▶ GOAL OF THE EXERCISE
Give all the lines below again, exactly, with no pictures.
+ + + +
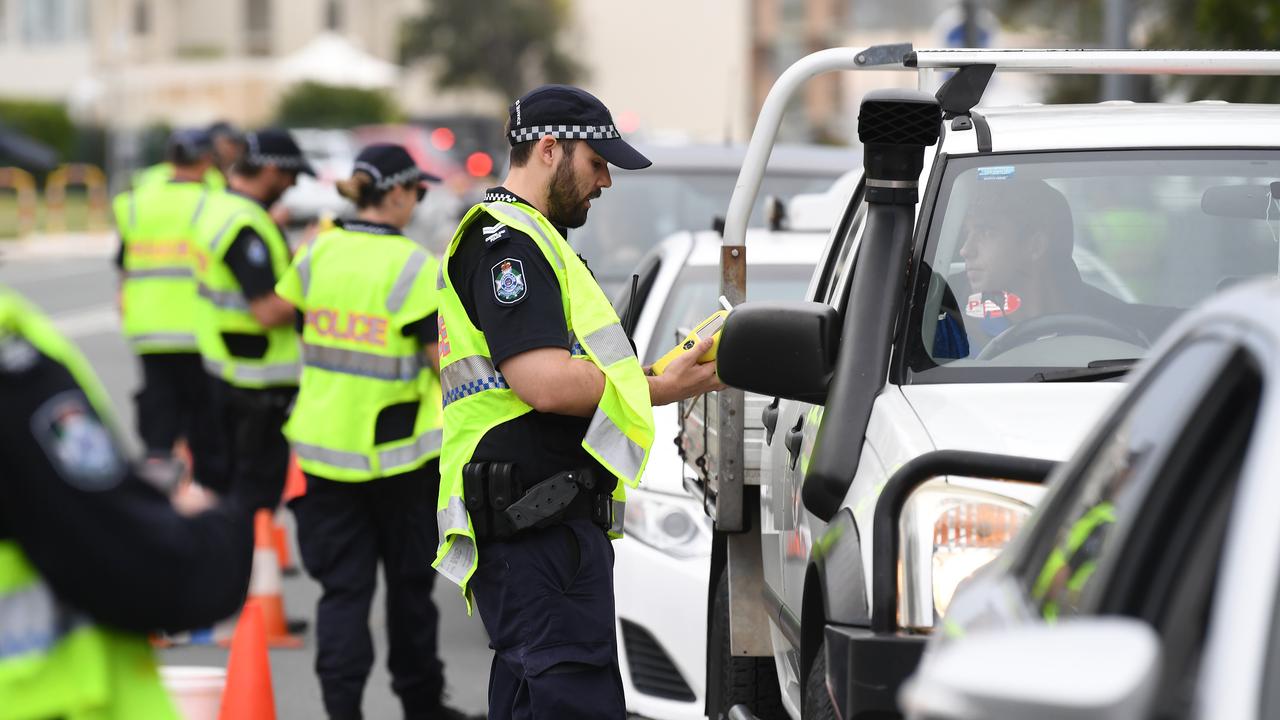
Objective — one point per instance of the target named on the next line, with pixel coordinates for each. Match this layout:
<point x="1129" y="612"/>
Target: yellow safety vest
<point x="476" y="396"/>
<point x="163" y="172"/>
<point x="54" y="661"/>
<point x="156" y="224"/>
<point x="359" y="290"/>
<point x="223" y="308"/>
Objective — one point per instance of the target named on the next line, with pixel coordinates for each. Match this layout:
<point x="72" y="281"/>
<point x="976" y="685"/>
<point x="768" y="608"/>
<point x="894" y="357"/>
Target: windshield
<point x="1082" y="259"/>
<point x="696" y="295"/>
<point x="645" y="206"/>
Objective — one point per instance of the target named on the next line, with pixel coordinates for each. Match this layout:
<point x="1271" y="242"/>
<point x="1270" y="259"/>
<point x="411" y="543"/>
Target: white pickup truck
<point x="992" y="272"/>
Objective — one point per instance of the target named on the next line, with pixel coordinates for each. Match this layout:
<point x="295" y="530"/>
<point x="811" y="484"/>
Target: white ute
<point x="993" y="270"/>
<point x="664" y="563"/>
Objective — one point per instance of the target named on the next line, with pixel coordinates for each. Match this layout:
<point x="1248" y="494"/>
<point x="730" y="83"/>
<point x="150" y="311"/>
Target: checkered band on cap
<point x="565" y="132"/>
<point x="407" y="174"/>
<point x="255" y="156"/>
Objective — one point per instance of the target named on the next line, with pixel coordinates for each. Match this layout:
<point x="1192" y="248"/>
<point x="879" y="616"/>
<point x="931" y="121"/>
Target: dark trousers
<point x="547" y="600"/>
<point x="176" y="401"/>
<point x="251" y="425"/>
<point x="343" y="531"/>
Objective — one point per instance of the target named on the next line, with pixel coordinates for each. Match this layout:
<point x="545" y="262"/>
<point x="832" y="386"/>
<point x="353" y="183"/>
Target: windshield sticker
<point x="992" y="305"/>
<point x="997" y="173"/>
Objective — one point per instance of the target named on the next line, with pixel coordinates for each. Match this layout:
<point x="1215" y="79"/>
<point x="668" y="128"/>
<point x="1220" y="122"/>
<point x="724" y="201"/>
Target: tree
<point x="316" y="105"/>
<point x="1183" y="24"/>
<point x="506" y="46"/>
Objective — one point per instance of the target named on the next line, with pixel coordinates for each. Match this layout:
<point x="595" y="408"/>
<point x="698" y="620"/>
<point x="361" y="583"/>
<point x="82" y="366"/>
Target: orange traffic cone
<point x="264" y="586"/>
<point x="248" y="670"/>
<point x="295" y="482"/>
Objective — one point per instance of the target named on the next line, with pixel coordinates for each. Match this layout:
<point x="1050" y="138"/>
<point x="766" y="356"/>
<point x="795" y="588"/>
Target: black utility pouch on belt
<point x="501" y="506"/>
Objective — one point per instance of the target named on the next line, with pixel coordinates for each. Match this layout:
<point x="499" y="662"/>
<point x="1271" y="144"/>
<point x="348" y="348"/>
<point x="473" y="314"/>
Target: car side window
<point x="1100" y="504"/>
<point x="840" y="261"/>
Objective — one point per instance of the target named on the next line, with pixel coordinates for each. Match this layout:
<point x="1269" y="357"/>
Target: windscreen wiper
<point x="1095" y="370"/>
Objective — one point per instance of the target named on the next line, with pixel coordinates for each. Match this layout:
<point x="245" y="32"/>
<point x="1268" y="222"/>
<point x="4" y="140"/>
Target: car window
<point x="696" y="291"/>
<point x="643" y="208"/>
<point x="840" y="260"/>
<point x="1100" y="501"/>
<point x="1038" y="261"/>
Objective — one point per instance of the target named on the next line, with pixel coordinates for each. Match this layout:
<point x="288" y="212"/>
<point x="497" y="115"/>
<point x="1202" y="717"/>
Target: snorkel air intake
<point x="895" y="127"/>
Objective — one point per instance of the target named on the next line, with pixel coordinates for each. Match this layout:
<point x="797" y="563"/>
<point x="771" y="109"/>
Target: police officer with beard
<point x="547" y="415"/>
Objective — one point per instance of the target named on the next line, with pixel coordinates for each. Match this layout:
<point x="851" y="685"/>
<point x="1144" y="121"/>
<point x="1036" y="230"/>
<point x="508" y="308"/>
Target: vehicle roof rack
<point x="927" y="62"/>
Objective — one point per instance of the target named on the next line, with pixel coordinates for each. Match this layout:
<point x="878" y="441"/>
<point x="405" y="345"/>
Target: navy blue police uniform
<point x="545" y="595"/>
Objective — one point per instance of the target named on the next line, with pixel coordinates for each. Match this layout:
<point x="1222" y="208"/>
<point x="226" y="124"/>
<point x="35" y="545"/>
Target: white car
<point x="954" y="311"/>
<point x="1147" y="584"/>
<point x="663" y="564"/>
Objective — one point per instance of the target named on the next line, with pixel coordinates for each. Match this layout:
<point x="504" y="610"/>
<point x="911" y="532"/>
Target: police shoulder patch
<point x="508" y="281"/>
<point x="493" y="233"/>
<point x="77" y="443"/>
<point x="256" y="251"/>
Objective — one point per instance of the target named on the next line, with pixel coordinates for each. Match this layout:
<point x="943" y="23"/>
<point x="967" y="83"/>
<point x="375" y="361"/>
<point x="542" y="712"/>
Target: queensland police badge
<point x="508" y="281"/>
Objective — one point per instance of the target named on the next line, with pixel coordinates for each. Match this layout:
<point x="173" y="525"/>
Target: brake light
<point x="442" y="139"/>
<point x="479" y="164"/>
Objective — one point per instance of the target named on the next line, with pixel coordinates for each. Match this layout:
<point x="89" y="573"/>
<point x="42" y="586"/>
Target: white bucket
<point x="196" y="692"/>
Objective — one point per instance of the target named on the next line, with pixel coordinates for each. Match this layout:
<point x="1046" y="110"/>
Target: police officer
<point x="91" y="557"/>
<point x="158" y="302"/>
<point x="246" y="333"/>
<point x="225" y="145"/>
<point x="547" y="415"/>
<point x="366" y="432"/>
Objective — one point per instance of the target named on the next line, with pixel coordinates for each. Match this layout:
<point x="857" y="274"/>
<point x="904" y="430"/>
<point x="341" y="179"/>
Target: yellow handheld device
+ + + +
▶ SOLVED EXERCISE
Objective — one point per instance of the target named on the next line, with pixel coordinates for each. Match this layout:
<point x="1129" y="612"/>
Target: yellow safety vest
<point x="476" y="396"/>
<point x="163" y="172"/>
<point x="54" y="661"/>
<point x="156" y="224"/>
<point x="359" y="290"/>
<point x="223" y="308"/>
Objective — one point per instance of the target named on the next line, with pixel coordinates for each. Match this layout:
<point x="72" y="281"/>
<point x="976" y="685"/>
<point x="768" y="608"/>
<point x="894" y="357"/>
Target: windshield
<point x="1082" y="259"/>
<point x="696" y="295"/>
<point x="645" y="206"/>
Objective — one point per instance of the target named on the next line, with pixel coordinates for each. Match this layout:
<point x="1271" y="242"/>
<point x="1270" y="259"/>
<point x="411" y="543"/>
Target: white pickup truck
<point x="992" y="272"/>
Objective — one point per instance of the target named on the next line, with pixel coordinates for each. Match this layout:
<point x="295" y="530"/>
<point x="811" y="484"/>
Target: white ute
<point x="993" y="270"/>
<point x="664" y="563"/>
Objective — one point per instance of the target named on the next line, with pixel coordinates for each. Match this layout:
<point x="1248" y="494"/>
<point x="730" y="83"/>
<point x="150" y="311"/>
Target: checkered band on cap
<point x="565" y="132"/>
<point x="407" y="174"/>
<point x="255" y="156"/>
Objective — one point per instance of the target named on the next line, with pixel coordinates for each. Match this layout:
<point x="1192" y="248"/>
<point x="879" y="616"/>
<point x="931" y="121"/>
Target: dark trousers
<point x="547" y="600"/>
<point x="176" y="401"/>
<point x="251" y="425"/>
<point x="343" y="531"/>
Objective — one point per instance of the target named on the next line, with pixel coordinates for each. Match this layout:
<point x="545" y="262"/>
<point x="832" y="386"/>
<point x="353" y="183"/>
Target: windshield sticker
<point x="992" y="305"/>
<point x="997" y="173"/>
Objective — one point per instance of the target named on the next line, with pixel coordinates for each. Match this layout:
<point x="1215" y="79"/>
<point x="668" y="128"/>
<point x="1220" y="122"/>
<point x="724" y="201"/>
Target: tree
<point x="316" y="105"/>
<point x="1183" y="24"/>
<point x="506" y="46"/>
Objective — one point per instance of the target named on the next line, with pixel coordinates for each. Match this layout:
<point x="595" y="408"/>
<point x="698" y="620"/>
<point x="361" y="583"/>
<point x="82" y="366"/>
Target: orange traffic cone
<point x="264" y="586"/>
<point x="248" y="670"/>
<point x="295" y="482"/>
Objective — one point per instance of the target named on the next line, with pixel coordinates for each. Match this layout:
<point x="1050" y="138"/>
<point x="766" y="356"/>
<point x="795" y="588"/>
Target: black utility pouch on belt
<point x="501" y="506"/>
Objective — one point per instance of the target named on the next line, with pixel coordinates for each. Match this layout:
<point x="499" y="662"/>
<point x="1271" y="144"/>
<point x="348" y="348"/>
<point x="473" y="314"/>
Target: car side window
<point x="1100" y="504"/>
<point x="840" y="261"/>
Objective — one point per instance of the target named on the next line, with pixel coordinates for each. Match this layout:
<point x="1269" y="357"/>
Target: windscreen wiper
<point x="1095" y="370"/>
Objective — one point per instance of the target named on the next line, with pixel coordinates for each. Match this layout:
<point x="245" y="32"/>
<point x="1268" y="222"/>
<point x="4" y="140"/>
Target: car window
<point x="696" y="291"/>
<point x="643" y="208"/>
<point x="840" y="260"/>
<point x="1100" y="501"/>
<point x="1038" y="261"/>
Objective — one point per instance of the target named on the next line, with pixel coordinates for each. Match this layout:
<point x="288" y="212"/>
<point x="497" y="115"/>
<point x="1202" y="717"/>
Target: snorkel air intake
<point x="895" y="127"/>
Objective — one point per instance of the target named on the next line, with pixel coordinates for each. Match this layout:
<point x="797" y="563"/>
<point x="771" y="109"/>
Target: police officer with beard
<point x="547" y="415"/>
Objective — one point per instance of the target named on the next line, with pixel coordinates for each. Match this layout:
<point x="851" y="685"/>
<point x="1144" y="121"/>
<point x="1036" y="230"/>
<point x="508" y="308"/>
Target: vehicle roof rack
<point x="927" y="62"/>
Objective — one point per instance of the target named on the next line, with pixel coordinates for each. Match this layout:
<point x="878" y="441"/>
<point x="405" y="345"/>
Target: navy blue police uniform
<point x="545" y="595"/>
Objective — one point per instance of the target named on the next line, with pixel coordinates for each. Match this layout:
<point x="1222" y="208"/>
<point x="226" y="124"/>
<point x="35" y="545"/>
Target: white car
<point x="954" y="311"/>
<point x="1147" y="584"/>
<point x="663" y="564"/>
Objective — one point per instance of the target named on the next line, with pixel coordinates for each. Match this layout:
<point x="504" y="610"/>
<point x="911" y="532"/>
Target: police shoulder patch
<point x="508" y="281"/>
<point x="493" y="233"/>
<point x="77" y="443"/>
<point x="256" y="251"/>
Objective — one point per instance of the target named on the next line, with pixel coordinates for each. Match this layout:
<point x="943" y="23"/>
<point x="967" y="83"/>
<point x="375" y="361"/>
<point x="542" y="712"/>
Target: queensland police badge
<point x="508" y="281"/>
Objective — one point per instance of the target named on the next line, with pixel coordinates for each. Match this layout:
<point x="173" y="525"/>
Target: brake light
<point x="442" y="139"/>
<point x="479" y="164"/>
Objective — one point per instance of the target named on the next line, with pixel coordinates for each. Match this layout:
<point x="89" y="573"/>
<point x="42" y="586"/>
Target: white bucket
<point x="196" y="692"/>
Objective — one point per instance of the target named on the next line, with pixel coordinates for each. Match this layout:
<point x="1046" y="110"/>
Target: police officer
<point x="91" y="557"/>
<point x="158" y="302"/>
<point x="246" y="333"/>
<point x="225" y="145"/>
<point x="547" y="415"/>
<point x="366" y="432"/>
Objective — one point per instance of the target named on the next line, with pixel coordinates for each. Match this layout:
<point x="857" y="274"/>
<point x="904" y="430"/>
<point x="341" y="179"/>
Target: yellow handheld device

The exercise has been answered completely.